* [QUÉ HACER A]: Cuenta cuántas líneas de las entradas de más abajo contienen la palabra "pocket", teniendo en cuenta mayúsculas y minúsculas. Responde solo con el número.

* [BLOQUE DE TEXTO]:
Domingo, 17 de abril de 2005 | Hoy
NOTA DE TAPA
Judío nacido en Canadá, criado con el idish como lengua materna y contrabandeado a Estados Unidos durante su infancia, Saul Bellow decidió desde muy joven apoderarse de dos derechos que no le estaban destinados: ser norteamericano y escribir en inglés. Cincuenta años después había ganado tres National Book Awards, un Pulitzer y el Nobel de Literatura (en 1976). Y –lo más importante– cada una de sus novelas fue recibida con la gratitud y la polémica que sólo se les depara a los libros que cambian el mapa literario para siempre. Philip Roth considera que Bellow hizo por los inmigrantes lo mismo que Colón por los europeos; Ian McEwan cree que amplió para todos la percepción del universo; Arthur Miller, que su obra es un rugido ante el silencio; Martin Amis, que poseía la sabiduría de una tortuga omnisciente. A una semana de su muerte, a los 89 años, Radar rinde homenaje a uno de los grandes escritores del siglo XX.

* [QUÉ HACER B]: Transcribe completo el texto sobre Saul Bellow que está arriba, letra por letra y sin cambiar nada.

* [DATOS MOSTRADOS]:
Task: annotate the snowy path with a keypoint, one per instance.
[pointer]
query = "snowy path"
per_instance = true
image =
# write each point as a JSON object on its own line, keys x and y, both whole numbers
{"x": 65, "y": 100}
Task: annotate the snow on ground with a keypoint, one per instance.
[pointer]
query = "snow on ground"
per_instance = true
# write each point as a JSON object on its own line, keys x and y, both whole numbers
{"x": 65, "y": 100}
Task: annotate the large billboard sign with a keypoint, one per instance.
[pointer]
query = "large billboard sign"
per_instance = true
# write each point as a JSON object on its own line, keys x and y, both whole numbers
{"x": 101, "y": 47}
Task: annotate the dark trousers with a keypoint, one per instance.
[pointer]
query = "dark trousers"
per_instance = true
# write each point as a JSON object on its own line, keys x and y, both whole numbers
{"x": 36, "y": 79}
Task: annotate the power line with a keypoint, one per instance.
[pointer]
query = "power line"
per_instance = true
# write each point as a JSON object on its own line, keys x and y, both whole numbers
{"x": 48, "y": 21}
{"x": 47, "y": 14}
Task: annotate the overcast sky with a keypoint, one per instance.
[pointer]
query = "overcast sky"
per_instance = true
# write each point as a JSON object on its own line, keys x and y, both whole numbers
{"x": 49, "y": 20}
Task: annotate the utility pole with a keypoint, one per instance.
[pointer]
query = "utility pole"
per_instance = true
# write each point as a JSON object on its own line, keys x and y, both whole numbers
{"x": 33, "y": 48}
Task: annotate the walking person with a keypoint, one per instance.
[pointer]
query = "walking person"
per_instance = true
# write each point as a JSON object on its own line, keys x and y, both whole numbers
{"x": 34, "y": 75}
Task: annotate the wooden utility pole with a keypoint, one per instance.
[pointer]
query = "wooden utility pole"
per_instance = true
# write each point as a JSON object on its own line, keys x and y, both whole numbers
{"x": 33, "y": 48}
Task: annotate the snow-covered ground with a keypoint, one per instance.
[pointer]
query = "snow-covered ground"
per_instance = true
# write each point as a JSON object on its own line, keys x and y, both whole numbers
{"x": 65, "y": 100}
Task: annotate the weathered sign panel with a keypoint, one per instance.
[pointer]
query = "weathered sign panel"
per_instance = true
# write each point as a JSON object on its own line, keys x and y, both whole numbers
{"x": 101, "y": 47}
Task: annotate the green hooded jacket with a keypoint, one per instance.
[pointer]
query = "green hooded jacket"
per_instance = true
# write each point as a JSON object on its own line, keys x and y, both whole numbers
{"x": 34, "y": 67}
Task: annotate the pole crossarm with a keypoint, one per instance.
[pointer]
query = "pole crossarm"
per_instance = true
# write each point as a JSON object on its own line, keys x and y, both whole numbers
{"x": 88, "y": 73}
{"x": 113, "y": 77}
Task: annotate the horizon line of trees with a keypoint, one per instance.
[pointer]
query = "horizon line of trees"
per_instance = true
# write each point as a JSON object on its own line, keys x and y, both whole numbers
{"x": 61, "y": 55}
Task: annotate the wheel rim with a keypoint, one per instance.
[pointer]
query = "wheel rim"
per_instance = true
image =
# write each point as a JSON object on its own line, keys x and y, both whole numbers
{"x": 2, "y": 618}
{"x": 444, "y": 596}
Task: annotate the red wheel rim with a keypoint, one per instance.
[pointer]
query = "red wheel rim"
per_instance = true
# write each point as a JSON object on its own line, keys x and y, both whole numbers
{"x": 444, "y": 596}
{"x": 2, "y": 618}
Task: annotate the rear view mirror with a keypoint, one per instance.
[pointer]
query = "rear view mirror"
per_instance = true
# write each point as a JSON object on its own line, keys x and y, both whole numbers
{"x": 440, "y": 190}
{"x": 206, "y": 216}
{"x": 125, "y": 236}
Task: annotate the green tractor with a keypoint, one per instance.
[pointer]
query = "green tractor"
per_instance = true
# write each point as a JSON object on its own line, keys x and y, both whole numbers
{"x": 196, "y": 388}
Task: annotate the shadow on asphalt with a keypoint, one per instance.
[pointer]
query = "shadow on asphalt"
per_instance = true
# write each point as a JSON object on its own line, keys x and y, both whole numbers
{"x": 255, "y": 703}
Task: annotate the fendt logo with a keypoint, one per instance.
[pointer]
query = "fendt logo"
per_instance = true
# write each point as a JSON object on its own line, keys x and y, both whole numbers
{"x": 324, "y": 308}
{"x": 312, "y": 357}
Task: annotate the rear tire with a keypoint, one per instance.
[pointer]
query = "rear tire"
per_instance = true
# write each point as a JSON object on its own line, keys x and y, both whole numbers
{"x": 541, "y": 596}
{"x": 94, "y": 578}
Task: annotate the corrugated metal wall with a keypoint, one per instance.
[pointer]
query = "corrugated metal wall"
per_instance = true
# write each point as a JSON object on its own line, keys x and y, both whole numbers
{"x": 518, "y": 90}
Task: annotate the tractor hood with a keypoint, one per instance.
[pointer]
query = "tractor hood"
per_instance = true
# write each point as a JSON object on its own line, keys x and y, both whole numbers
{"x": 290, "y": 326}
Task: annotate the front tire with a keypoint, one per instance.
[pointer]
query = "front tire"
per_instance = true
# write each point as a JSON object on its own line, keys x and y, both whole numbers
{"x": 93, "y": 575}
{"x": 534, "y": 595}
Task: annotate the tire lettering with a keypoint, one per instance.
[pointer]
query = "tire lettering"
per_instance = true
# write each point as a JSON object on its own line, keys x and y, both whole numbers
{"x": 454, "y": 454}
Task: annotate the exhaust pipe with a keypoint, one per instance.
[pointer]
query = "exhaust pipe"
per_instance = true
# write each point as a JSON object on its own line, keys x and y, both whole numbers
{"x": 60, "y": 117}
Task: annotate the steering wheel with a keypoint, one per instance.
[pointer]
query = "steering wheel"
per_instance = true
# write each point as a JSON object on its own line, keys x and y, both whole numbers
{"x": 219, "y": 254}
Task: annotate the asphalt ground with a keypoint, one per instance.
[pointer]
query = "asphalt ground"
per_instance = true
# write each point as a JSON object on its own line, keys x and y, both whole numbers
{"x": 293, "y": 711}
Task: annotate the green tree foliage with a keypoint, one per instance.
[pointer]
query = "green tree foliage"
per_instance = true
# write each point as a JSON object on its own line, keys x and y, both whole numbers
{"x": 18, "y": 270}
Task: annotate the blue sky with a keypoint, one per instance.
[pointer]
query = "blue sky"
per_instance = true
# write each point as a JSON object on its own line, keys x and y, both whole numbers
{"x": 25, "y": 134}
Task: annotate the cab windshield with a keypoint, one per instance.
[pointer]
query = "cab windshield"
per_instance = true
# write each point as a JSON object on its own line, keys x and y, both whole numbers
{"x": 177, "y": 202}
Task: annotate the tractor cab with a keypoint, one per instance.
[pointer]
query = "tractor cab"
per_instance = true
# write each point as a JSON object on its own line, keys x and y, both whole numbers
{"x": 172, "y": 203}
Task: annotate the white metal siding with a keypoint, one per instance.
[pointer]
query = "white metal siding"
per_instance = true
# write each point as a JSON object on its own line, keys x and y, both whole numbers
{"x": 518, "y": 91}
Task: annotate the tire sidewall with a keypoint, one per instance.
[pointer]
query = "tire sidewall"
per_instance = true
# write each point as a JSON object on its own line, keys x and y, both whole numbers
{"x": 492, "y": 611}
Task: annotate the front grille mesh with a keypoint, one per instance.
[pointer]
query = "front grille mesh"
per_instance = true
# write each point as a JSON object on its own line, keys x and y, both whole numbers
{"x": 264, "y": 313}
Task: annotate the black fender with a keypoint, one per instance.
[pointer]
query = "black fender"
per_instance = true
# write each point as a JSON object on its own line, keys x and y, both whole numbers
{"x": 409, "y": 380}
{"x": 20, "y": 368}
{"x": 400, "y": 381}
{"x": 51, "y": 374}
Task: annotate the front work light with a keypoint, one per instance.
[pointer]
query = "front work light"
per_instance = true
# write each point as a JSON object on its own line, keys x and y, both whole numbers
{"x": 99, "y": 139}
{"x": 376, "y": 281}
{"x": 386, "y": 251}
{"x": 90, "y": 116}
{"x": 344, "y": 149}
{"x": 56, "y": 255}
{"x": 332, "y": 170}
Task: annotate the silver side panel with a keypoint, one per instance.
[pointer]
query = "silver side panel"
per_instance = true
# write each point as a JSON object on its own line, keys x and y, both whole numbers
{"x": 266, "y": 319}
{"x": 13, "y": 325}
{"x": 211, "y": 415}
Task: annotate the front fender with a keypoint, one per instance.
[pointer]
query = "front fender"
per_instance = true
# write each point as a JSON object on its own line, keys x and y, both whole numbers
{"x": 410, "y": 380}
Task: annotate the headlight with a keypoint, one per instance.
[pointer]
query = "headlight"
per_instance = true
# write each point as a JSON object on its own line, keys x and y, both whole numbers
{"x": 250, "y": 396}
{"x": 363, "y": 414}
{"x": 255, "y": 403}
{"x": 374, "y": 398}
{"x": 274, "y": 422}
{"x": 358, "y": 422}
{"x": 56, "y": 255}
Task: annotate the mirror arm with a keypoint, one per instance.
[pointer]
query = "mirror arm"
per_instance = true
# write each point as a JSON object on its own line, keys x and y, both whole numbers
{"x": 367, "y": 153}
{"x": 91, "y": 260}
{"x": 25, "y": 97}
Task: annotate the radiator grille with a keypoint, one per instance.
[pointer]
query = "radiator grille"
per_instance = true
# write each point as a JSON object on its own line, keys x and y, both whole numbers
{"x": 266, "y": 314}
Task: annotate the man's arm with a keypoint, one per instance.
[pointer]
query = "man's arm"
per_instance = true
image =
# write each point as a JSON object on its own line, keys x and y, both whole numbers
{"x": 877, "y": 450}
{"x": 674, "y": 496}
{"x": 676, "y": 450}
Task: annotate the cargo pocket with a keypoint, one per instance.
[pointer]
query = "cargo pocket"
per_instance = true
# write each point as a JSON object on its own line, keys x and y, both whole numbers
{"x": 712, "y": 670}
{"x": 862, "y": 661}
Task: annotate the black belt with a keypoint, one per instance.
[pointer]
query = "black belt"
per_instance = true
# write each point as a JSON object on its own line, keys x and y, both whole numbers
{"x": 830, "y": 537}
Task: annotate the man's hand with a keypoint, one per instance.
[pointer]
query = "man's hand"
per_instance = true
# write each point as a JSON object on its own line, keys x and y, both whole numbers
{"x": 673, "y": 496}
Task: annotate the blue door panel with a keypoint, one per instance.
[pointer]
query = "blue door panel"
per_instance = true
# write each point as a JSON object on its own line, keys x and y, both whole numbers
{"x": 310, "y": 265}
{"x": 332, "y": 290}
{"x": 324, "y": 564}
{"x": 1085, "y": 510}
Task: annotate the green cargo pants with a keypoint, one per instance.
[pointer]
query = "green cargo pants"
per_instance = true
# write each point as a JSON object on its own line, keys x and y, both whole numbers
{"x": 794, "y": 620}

* [RESULTADO CORRECTO A]: 2

* [RESULTADO CORRECTO B]:
Domingo, 17 de abril de 2005 | Hoy
NOTA DE TAPA
Judío nacido en Canadá, criado con el idish como lengua materna y contrabandeado a Estados Unidos durante su infancia, Saul Bellow decidió desde muy joven apoderarse de dos derechos que no le estaban destinados: ser norteamericano y escribir en inglés. Cincuenta años después había ganado tres National Book Awards, un Pulitzer y el Nobel de Literatura (en 1976). Y –lo más importante– cada una de sus novelas fue recibida con la gratitud y la polémica que sólo se les depara a los libros que cambian el mapa literario para siempre. Philip Roth considera que Bellow hizo por los inmigrantes lo mismo que Colón por los europeos; Ian McEwan cree que amplió para todos la percepción del universo; Arthur Miller, que su obra es un rugido ante el silencio; Martin Amis, que poseía la sabiduría de una tortuga omnisciente. A una semana de su muerte, a los 89 años, Radar rinde homenaje a uno de los grandes escritores del siglo XX.